### Data
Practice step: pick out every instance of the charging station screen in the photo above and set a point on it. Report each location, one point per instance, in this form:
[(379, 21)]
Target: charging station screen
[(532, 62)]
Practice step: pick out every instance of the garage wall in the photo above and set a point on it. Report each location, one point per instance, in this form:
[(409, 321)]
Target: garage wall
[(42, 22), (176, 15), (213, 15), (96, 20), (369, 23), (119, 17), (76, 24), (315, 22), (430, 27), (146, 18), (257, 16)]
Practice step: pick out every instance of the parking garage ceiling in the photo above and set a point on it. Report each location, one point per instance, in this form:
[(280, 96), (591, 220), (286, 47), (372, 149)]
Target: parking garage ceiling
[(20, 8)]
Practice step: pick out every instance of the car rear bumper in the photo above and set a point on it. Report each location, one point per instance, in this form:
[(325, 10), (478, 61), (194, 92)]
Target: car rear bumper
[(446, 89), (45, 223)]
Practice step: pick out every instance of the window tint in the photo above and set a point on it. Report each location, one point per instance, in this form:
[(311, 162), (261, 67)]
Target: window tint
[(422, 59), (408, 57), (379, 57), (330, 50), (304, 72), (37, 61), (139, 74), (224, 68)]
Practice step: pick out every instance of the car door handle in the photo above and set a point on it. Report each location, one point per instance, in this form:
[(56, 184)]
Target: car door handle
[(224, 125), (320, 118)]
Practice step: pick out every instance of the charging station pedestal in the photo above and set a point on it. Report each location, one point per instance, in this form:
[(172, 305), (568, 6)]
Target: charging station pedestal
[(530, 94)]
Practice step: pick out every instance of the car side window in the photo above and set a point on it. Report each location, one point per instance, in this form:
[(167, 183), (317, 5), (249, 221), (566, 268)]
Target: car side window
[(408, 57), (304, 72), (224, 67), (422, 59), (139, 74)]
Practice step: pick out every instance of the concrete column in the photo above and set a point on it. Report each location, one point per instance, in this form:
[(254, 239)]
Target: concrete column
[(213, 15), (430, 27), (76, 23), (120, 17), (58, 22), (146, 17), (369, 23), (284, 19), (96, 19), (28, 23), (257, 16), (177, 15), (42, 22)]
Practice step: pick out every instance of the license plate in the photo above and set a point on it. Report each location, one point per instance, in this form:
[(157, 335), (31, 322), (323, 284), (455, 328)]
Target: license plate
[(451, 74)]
######
(Required action)
Return the records above verbatim, in their entirety.

(Exercise solution)
Practice step: pick out every instance of the charging station screen in the photo above and set a point on it. Report each location, one point per instance, in this form:
[(379, 21)]
Target: charging station screen
[(532, 62)]
Practice step: pick out every instance of the garage wall in the photo above and set a point on it. Report each location, one point per instance, in this form:
[(409, 321)]
Target: garage wall
[(42, 22), (176, 15), (213, 15), (96, 20), (369, 23), (119, 17), (76, 24), (315, 22), (430, 27), (146, 18), (257, 16)]
Practice step: pick out every instance of the parking garage ceiling in the photo above and set a point on it. Report each location, one point per instance, in this form:
[(280, 96), (591, 220), (286, 47), (372, 149)]
Target: parking garage ceiling
[(20, 8)]
Practice step: pick out every instance of the car rear bumper in the photo above and set a point on it. Report each location, one point per instance, in this form:
[(325, 10), (478, 61), (194, 92)]
Target: car rear bumper
[(446, 89), (45, 223)]
Practice step: pick out every instance of the window tint in the photo above and set a point on it. Report each location, one point per instance, in this form:
[(311, 162), (261, 67)]
Target: window tint
[(422, 59), (408, 57), (379, 57), (330, 50), (304, 72), (37, 61), (139, 74), (224, 68)]
Practice step: pick out every instance of the car door handle in the photo above and set a point on it. Report each location, one point per instance, in this form:
[(56, 184)]
Target: car door handle
[(224, 125), (320, 118)]
Practice step: pick out every instance of the charging station pedestal in the photo above and set a point on it. Report each location, one point per instance, in this form:
[(172, 305), (568, 6)]
Target: charging station pedestal
[(530, 94)]
Practice step: pick out every instance of the car side window in the photo above and set a point on it. Report each location, one point per instance, in this form:
[(167, 183), (317, 5), (249, 221), (566, 268)]
Target: car side window
[(408, 57), (304, 72), (224, 67), (422, 59), (139, 74)]
Practice step: pick out every instance of the concrete column in the photo above and set a point on it. Report each location, one point per instance, in this form:
[(254, 239)]
Target: concrete column
[(213, 15), (430, 27), (76, 23), (120, 17), (58, 22), (146, 17), (369, 23), (284, 19), (96, 19), (28, 23), (257, 16), (177, 15), (42, 22)]
Practice step: pick out every instance of the license plate in the photo above and set a point on it. Report each location, one point per instance, in this form:
[(157, 335), (31, 322), (323, 284), (455, 328)]
Target: license plate
[(451, 74)]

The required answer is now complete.